### ЗАДАНИЕ 1:
Ответьте на вопросы по фрагменту о Двадцатом веке.
(a) Какие слова шофера приведены во фрагменте?
(b) Сколько мировых войн прошло в Двадцатом веке, согласно тексту?
(c) За сколько минут в газовых камерах седели все, даже дети?

### ФРАГМЕНТ ТЕКСТА:
>>>>
Девятый том, стр. 17

Мы не ощущаем пока, что живем в конце. Не фигурально, а конкретно. Как сказал мне один шофер: «Времена-то кончаются». Мы живем в конце того теплого, родного ужаса, который называется Двадцатый век. В этом веке жили великие поэты и убийцы, прошли две мировые войны и как будто началась третья. Газовые атаки десятых годов, легкомысленно опасные и для пославшей стороны, сменились газовыми камерами сороковых, абсолютно безопасными теперь для инициаторов; в качестве конечной продукции они выпускали тюки абсолютно седых человеческих волос для употребления в матрацах: в газовых камерах за три минуты седели все, даже дети.
<<<<
### ЗАДАНИЕ 2:
Выпишите строки записей без изменений, начиная со строки, где есть «Where can the white», и заканчивая последней строкой записей включительно.

### ЗАПИСИ НАБОРА ДАННЫХ:
>>>>
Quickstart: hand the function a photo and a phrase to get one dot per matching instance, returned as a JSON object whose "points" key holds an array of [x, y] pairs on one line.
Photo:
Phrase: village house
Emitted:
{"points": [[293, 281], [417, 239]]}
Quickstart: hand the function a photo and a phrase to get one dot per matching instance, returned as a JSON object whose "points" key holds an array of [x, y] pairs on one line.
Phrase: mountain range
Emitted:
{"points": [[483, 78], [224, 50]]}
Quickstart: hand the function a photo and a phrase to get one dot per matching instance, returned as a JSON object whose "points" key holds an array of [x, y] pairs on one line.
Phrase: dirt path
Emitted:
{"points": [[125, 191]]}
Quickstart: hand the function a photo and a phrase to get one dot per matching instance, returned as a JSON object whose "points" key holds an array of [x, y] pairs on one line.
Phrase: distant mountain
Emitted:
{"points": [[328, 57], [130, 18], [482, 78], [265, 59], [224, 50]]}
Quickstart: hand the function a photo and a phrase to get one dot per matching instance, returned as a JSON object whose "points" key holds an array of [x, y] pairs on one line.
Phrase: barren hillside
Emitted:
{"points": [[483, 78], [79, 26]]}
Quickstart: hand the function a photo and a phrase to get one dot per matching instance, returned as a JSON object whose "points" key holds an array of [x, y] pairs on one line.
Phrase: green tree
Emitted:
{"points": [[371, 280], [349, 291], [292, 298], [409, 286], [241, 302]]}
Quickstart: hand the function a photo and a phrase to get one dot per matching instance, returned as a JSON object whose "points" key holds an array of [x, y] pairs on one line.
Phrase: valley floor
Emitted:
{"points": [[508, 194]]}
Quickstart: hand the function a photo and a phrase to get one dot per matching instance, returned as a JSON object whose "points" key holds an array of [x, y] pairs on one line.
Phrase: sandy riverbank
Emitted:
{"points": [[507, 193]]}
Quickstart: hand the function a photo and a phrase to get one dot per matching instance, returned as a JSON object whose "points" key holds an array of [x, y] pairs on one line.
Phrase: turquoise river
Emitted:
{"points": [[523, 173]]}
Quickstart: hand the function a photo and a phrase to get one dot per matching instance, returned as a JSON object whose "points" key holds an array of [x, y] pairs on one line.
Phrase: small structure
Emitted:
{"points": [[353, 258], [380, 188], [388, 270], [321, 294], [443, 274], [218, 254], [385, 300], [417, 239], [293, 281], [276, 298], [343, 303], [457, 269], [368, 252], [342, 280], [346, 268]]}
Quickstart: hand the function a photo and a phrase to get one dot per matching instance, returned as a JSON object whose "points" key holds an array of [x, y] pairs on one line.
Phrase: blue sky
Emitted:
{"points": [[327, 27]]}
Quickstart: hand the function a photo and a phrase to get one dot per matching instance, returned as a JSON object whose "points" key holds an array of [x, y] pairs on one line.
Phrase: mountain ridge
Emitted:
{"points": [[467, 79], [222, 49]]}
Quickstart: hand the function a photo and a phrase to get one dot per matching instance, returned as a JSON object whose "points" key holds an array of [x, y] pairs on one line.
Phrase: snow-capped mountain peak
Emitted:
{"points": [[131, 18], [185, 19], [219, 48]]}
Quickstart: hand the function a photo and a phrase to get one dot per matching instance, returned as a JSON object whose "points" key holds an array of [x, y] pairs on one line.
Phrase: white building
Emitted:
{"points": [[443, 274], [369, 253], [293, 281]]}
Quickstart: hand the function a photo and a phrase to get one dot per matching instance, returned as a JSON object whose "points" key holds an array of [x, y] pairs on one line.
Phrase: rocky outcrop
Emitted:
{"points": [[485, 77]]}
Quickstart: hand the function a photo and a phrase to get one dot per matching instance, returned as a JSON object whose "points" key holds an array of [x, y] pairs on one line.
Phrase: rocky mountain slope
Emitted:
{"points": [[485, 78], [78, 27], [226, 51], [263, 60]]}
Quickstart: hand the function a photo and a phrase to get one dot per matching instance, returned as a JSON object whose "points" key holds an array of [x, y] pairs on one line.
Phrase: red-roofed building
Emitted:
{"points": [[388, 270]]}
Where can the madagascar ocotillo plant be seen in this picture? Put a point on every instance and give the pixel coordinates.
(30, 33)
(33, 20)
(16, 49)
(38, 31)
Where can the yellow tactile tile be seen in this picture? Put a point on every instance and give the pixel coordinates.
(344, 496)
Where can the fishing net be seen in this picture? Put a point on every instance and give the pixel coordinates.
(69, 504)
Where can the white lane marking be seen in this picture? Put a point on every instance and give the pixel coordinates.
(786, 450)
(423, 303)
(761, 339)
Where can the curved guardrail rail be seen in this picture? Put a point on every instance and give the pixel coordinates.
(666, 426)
<<<<
### ОТВЕТ 1:
(a) «Времена-то кончаются».
(b) Две мировые войны.
(c) За три минуты.

### ОТВЕТ 2:
Where can the white lane marking be seen in this picture? Put a point on every instance and give the pixel coordinates.
(786, 450)
(423, 303)
(761, 339)
Where can the curved guardrail rail be seen in this picture? Put a point on every instance and give the pixel coordinates.
(666, 426)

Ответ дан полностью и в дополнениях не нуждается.